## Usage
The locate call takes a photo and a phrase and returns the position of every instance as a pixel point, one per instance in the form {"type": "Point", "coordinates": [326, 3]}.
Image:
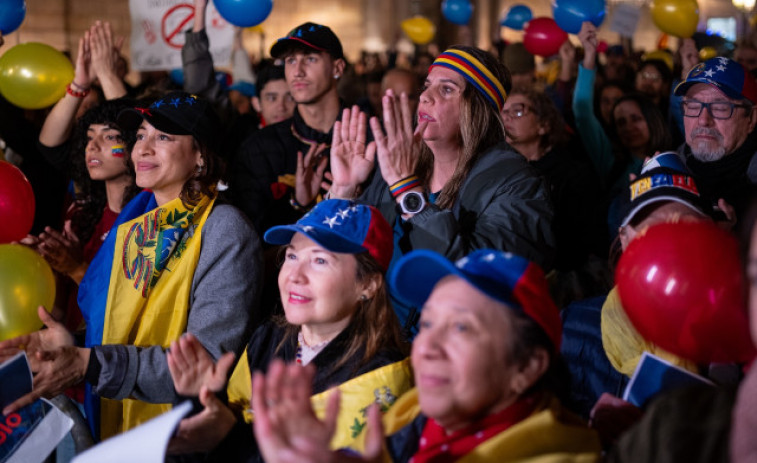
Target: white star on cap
{"type": "Point", "coordinates": [331, 221]}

■ 짧은 문제
위 레코드 전체를 한 글자도 바꾸지 말고 다시 적되, 그림은 답에 넣지 마세요.

■ 예상 출력
## Usage
The locate call takes a photo and a phrase and returns the position of every instance as a pixel point, one per instance in the form {"type": "Point", "coordinates": [326, 3]}.
Image:
Target: white star on cap
{"type": "Point", "coordinates": [331, 221]}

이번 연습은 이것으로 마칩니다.